INFORMATION SHOWN:
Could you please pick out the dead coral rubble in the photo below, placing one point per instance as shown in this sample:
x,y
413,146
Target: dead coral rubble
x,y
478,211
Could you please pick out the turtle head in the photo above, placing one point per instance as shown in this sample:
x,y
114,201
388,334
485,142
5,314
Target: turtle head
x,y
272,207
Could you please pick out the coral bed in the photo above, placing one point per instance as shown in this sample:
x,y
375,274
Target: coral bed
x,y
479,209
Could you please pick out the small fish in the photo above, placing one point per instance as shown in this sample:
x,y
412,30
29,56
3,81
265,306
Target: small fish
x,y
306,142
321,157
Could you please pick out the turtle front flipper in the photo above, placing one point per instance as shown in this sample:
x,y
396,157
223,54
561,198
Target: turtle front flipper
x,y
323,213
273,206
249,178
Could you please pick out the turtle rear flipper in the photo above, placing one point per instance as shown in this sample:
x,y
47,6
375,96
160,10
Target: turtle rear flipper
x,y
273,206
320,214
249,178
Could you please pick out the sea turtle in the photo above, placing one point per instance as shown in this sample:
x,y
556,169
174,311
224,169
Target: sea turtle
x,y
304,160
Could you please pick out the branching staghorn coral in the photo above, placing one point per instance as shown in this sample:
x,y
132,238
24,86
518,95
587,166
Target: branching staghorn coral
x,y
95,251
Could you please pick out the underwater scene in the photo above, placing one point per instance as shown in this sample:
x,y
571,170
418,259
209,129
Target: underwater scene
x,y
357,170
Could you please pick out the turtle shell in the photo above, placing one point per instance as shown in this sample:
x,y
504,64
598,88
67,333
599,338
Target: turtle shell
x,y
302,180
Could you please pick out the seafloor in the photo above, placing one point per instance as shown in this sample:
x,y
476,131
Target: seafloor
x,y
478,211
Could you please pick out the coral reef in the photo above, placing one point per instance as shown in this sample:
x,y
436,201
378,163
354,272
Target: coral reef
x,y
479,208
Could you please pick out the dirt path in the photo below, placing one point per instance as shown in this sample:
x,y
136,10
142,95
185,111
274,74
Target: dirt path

YOUR OBJECTIVE:
Reproduce word for word everything in the rows above, from the line containing "Could you please pick out the turtle rear" down to the final line.

FULL RESPONSE:
Could you please pick out the turtle rear flipper in the photo above, placing one point per instance as shown in this sample:
x,y
47,6
375,96
160,10
Target: turtle rear flipper
x,y
273,206
320,214
249,178
Could you please pick out the sea turtle in the photo above, placing one point per instance as shown in this sample:
x,y
556,169
174,311
224,169
Target: sea turtle
x,y
304,160
Could you please pick out the branching staghorn coral in the photo above, placing one point per instance as shown in this sample:
x,y
132,238
24,86
518,95
587,166
Target: branching staghorn coral
x,y
95,251
Could you please pick out the underwater scene in the photo above, placing one point per instance as shown in this sample:
x,y
571,170
418,259
209,129
Target: underwater scene
x,y
357,170
Could you please pick out the turtle shell in the photo above, placing one point per instance as shown in this sample:
x,y
504,64
598,88
67,333
599,338
Target: turtle shell
x,y
302,180
Could you please pick out the seafloor in the photo above, placing one point per instance as shown in this sample:
x,y
476,131
Target: seafloor
x,y
478,211
Could you please pick out the coral reef in the photo above, placing one point per instance as shown in this sample:
x,y
436,201
378,163
354,272
Target: coral reef
x,y
479,208
Could you please pick out the dirt path in the photo below, placing one point per instance as shown in this sample:
x,y
136,10
142,95
185,111
274,74
Target: dirt path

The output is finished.